EXERCICE BREF 1:
Sélectionnez chaque ligne des entrées qui contient la chaîne « arch ».

EXTRAIT DU DOCUMENT:
" Les gouvernements occidentaux mettent en avant la défense des droits de l'Homme pour justifier leur opposition à la politique chinoise de répression au Tibet. Moralement, l'argument est très noble, mais chacun sait que leurs protestations sont appelées à demeurer de pure forme car les intérêts économiques en jeu sont, nous dit-on, considérables. Mais est-ce certain ? Faute de soutenir vraiment la cause tibétaine, ces crises devraient tout au moins nous inciter à une réflexion approfondies sur ce point.
Il est vrai que l'économie de la Chine a fait de grands progrès et que le commerce avec ce pays s'est considérablement accru. Cela étant, ce commerce, étudié de près, est-il aussi avantageux qu'il y paraît ? On nous permettra de prendre l'exemple de la France, mais cet exemple vaut pour beaucoup d'autres pays occidentaux.
La première remarque qui s'impose est qu'il est structurellement déficitaire. Depuis que nous avons reconnu la Chine communiste, en quatre décennies, nous n'avons pas enregistré une seule année bénéficiaire. Autrement dit, notre commerce avec la Chine est l'une des composantes du déficit quasi constant de notre commerce extérieur.

EXERCICE BREF 2:
D'après l'extrait sur le commerce avec la Chine, combien d'années bénéficiaires la France a-t-elle enregistrées dans ce commerce depuis qu'elle a reconnu la Chine communiste ?

DONNÉES DE L'EXERCICE:

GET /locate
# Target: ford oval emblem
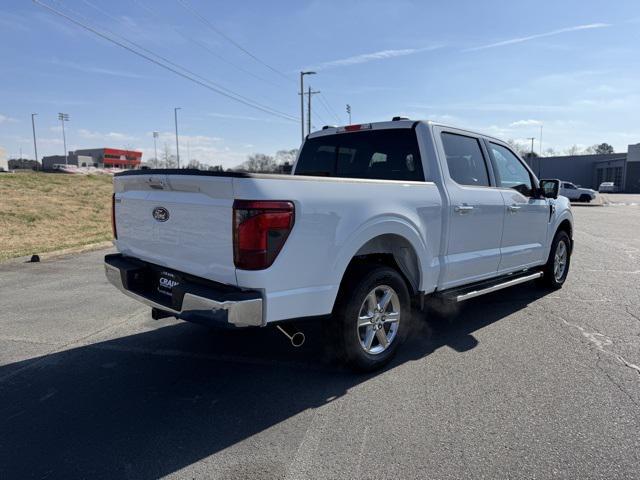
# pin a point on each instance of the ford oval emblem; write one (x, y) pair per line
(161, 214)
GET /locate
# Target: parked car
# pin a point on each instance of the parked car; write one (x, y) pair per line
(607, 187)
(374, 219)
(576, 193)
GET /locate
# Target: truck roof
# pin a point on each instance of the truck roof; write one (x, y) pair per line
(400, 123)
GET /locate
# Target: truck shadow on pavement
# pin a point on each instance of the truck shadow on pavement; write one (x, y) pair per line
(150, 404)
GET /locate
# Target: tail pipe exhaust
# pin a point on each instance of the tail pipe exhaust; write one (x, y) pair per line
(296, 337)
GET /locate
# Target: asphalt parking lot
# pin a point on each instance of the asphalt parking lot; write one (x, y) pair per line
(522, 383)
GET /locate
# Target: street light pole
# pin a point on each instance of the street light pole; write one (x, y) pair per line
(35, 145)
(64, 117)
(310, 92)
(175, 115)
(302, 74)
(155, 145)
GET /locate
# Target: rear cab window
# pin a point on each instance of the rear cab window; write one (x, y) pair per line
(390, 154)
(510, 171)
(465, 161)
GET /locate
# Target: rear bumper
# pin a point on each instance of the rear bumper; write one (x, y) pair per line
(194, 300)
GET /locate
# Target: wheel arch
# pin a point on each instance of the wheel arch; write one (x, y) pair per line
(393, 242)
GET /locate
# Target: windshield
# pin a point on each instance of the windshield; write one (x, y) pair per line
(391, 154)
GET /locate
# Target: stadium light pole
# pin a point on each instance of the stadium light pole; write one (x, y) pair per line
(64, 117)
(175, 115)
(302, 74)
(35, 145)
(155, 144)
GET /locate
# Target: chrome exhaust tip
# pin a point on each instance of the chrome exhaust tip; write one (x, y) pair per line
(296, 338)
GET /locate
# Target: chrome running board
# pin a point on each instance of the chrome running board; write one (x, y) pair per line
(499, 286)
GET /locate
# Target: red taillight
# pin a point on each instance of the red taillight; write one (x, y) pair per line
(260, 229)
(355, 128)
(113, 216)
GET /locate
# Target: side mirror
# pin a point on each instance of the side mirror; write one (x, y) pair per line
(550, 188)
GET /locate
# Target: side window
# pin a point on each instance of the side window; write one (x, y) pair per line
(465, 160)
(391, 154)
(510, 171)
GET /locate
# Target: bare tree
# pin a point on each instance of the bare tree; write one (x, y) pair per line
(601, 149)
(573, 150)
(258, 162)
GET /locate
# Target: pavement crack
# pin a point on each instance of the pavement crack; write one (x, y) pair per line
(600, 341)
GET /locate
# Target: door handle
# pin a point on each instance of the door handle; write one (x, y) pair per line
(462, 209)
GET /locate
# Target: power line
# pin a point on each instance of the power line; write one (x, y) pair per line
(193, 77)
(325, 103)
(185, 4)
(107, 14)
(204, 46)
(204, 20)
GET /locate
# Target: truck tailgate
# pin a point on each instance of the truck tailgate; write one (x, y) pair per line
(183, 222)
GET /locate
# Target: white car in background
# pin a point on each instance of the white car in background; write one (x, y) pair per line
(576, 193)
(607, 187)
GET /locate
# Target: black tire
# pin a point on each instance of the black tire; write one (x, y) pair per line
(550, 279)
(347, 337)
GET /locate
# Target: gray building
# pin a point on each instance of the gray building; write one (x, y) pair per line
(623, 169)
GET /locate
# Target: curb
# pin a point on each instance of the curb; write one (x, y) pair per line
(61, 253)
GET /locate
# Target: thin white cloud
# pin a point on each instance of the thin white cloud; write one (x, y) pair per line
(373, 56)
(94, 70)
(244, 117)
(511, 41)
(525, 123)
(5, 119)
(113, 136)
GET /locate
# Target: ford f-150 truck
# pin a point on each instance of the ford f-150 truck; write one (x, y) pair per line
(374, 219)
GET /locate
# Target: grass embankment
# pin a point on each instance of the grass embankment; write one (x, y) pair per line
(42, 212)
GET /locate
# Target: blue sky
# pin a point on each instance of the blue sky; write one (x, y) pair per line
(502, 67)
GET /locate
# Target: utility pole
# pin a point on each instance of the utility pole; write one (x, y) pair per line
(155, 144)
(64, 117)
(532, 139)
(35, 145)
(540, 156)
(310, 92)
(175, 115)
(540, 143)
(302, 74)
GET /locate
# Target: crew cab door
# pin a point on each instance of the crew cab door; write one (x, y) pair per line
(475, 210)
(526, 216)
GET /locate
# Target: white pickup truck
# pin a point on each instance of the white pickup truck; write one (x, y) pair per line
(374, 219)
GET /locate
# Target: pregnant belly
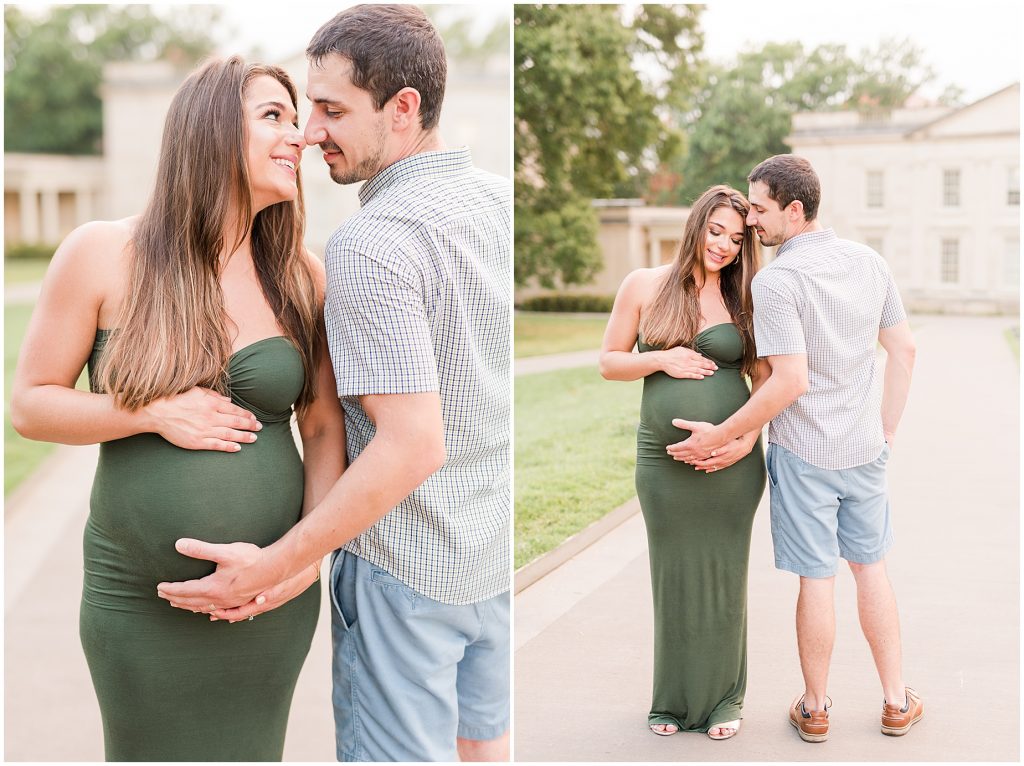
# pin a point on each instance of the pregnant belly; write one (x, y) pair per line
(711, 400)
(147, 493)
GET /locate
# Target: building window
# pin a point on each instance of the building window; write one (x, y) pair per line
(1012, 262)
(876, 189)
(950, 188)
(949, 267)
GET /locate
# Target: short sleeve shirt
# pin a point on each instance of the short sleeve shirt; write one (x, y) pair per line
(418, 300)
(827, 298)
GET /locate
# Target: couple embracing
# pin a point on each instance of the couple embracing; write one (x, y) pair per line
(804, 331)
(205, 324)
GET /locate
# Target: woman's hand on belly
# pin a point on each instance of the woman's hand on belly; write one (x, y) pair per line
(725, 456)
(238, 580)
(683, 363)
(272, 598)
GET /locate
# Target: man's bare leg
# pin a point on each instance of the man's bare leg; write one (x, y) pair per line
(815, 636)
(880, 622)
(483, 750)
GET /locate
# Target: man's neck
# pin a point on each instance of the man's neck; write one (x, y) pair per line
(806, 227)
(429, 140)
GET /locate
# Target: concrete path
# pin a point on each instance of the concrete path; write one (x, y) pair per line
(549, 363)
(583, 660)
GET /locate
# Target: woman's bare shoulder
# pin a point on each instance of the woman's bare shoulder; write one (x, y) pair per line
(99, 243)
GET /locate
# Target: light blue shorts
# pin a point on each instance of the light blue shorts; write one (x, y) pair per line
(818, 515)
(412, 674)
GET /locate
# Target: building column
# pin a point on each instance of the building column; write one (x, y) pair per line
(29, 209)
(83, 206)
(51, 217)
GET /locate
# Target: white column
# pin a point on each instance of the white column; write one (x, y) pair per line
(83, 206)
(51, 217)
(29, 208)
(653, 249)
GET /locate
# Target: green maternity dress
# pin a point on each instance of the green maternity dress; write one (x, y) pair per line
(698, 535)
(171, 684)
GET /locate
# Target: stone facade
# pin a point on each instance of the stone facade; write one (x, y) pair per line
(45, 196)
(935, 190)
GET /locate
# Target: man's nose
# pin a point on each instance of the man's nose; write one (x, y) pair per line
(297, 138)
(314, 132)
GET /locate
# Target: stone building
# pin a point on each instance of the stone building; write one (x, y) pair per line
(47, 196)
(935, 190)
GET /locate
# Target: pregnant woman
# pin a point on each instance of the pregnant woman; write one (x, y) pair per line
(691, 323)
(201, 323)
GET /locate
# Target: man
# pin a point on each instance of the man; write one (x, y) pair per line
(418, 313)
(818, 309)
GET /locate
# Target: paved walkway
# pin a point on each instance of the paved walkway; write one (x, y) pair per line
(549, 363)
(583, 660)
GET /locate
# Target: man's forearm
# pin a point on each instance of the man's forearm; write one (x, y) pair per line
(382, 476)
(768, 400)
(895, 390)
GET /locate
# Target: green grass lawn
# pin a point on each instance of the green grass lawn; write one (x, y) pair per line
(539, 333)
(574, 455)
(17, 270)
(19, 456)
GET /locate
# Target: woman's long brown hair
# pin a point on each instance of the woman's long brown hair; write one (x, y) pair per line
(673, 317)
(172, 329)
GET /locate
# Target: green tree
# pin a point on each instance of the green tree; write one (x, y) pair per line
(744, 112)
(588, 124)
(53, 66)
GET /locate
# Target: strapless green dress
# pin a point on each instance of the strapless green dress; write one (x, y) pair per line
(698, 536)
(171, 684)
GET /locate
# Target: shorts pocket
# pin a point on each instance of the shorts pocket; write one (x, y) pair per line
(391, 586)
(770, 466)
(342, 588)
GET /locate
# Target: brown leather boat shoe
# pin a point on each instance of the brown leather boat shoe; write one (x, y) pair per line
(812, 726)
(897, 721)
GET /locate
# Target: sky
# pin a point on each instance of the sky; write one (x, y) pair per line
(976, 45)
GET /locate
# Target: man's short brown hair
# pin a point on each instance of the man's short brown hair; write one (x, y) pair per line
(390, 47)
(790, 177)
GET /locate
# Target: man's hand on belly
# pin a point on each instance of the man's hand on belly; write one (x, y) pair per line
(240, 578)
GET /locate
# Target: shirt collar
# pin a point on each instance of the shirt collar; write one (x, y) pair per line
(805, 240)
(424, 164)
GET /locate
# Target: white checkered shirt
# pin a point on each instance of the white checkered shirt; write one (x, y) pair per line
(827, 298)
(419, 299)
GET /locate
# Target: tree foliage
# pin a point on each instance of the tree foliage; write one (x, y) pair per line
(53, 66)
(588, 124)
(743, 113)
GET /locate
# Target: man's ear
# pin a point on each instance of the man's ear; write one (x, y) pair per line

SOLUTION PROPOSÉE 1:
# Target: wheel arch
# pin a point on each instance of the wheel arch; write one (x, y) pair per line

SOLUTION PROPOSÉE 2:
Aucune : en quatre décennies, pas une seule année n'a été bénéficiaire.